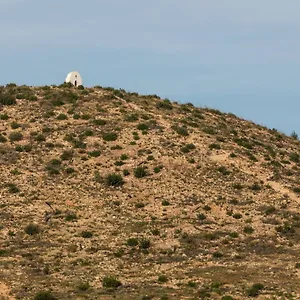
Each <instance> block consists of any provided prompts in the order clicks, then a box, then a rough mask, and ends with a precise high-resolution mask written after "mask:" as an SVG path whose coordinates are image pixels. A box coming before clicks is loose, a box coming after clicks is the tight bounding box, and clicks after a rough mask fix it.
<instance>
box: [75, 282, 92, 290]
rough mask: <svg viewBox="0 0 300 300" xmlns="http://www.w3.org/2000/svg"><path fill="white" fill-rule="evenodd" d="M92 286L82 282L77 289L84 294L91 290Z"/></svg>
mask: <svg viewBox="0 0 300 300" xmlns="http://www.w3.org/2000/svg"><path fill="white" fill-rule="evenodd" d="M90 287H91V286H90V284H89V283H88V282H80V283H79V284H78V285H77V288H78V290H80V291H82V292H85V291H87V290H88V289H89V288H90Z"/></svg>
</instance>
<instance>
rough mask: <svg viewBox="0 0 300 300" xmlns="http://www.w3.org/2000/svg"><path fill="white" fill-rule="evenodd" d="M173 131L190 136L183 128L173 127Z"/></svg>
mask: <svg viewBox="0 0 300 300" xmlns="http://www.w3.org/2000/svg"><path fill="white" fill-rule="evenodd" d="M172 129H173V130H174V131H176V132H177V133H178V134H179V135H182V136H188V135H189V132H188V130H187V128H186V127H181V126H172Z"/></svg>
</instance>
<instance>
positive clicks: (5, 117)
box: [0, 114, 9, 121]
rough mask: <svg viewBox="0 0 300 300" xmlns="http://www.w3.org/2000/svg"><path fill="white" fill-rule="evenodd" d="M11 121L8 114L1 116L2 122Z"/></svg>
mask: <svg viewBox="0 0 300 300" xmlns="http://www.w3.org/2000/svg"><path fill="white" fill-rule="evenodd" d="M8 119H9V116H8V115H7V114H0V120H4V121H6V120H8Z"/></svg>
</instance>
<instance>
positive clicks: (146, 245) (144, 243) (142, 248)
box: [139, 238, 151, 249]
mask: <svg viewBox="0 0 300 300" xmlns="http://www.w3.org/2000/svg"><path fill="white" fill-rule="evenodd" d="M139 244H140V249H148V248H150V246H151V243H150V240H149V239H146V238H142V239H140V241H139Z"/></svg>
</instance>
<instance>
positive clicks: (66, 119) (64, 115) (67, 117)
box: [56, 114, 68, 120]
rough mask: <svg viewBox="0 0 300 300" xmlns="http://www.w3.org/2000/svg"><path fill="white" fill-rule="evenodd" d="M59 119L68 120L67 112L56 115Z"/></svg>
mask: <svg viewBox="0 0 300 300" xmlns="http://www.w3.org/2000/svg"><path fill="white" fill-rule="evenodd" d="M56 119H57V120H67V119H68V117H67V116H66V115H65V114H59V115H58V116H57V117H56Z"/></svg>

________________

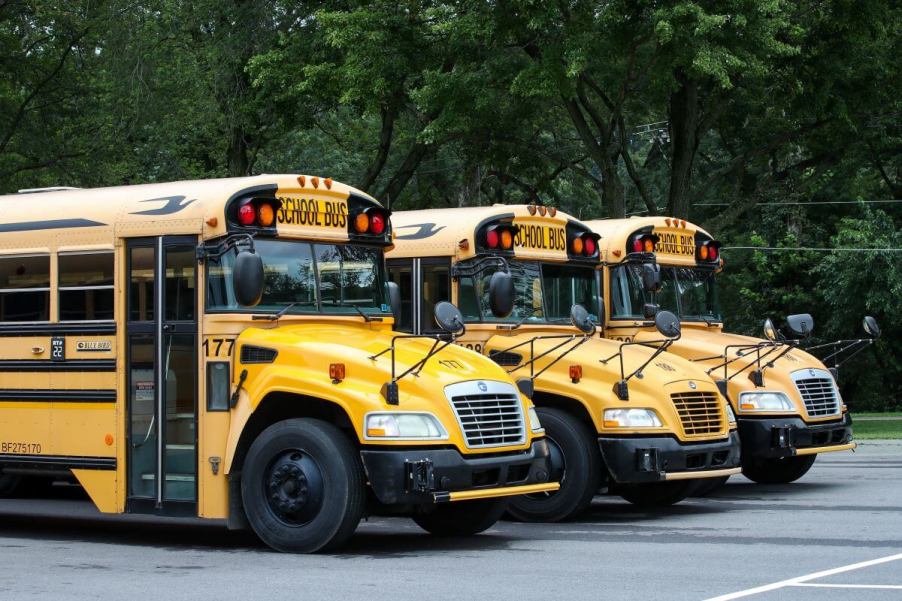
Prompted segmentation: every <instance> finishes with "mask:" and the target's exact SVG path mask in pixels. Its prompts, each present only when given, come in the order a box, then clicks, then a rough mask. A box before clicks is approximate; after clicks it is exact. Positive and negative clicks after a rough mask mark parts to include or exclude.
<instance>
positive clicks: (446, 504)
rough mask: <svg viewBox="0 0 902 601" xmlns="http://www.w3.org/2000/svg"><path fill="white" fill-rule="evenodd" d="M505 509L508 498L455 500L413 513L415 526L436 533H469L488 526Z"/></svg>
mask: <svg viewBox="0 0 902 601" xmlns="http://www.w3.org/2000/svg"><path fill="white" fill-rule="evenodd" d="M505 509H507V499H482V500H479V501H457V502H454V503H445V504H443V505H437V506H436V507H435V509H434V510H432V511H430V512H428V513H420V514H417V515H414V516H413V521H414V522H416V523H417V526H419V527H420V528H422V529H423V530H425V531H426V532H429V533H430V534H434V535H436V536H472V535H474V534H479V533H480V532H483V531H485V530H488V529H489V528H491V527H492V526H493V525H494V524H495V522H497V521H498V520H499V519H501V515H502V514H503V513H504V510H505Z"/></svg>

________________

### Try it
Render the lines from the one containing "Each <instance> block" to the one containing "box: [0, 114, 9, 121]", both included, as a numbered list, leaving out any blank lines.

### Response to this exercise
1. Each <instance> block consists of any provided prompts in the order clicks, then a box, then a rough mask, and ends with a precise high-resolution mask written after "mask:" as an SVG path whose coordinates are image pixels. A box coming before clicks is loose, a box coming after clicks is the tight bounding box, and clicks after a rough mask fix it.
2. <instance>
3. box: [75, 282, 92, 290]
4. rough mask: <svg viewBox="0 0 300 300" xmlns="http://www.w3.org/2000/svg"><path fill="white" fill-rule="evenodd" d="M92 286L82 282L77 289L84 294L91 290Z"/></svg>
5. mask: <svg viewBox="0 0 300 300" xmlns="http://www.w3.org/2000/svg"><path fill="white" fill-rule="evenodd" d="M90 287H91V286H90V284H89V283H88V282H80V283H79V284H78V285H77V288H78V290H80V291H82V292H85V291H87V290H88V289H89V288H90Z"/></svg>
6. </instance>
7. <instance>
8. rough mask: <svg viewBox="0 0 300 300" xmlns="http://www.w3.org/2000/svg"><path fill="white" fill-rule="evenodd" d="M173 131L190 136L183 128L173 127Z"/></svg>
9. mask: <svg viewBox="0 0 300 300" xmlns="http://www.w3.org/2000/svg"><path fill="white" fill-rule="evenodd" d="M172 129H173V130H174V131H176V132H177V133H178V134H179V135H182V136H188V135H189V132H188V130H187V128H186V127H181V126H172Z"/></svg>
10. </instance>
11. <instance>
12. positive clicks: (5, 117)
13. box: [0, 114, 9, 121]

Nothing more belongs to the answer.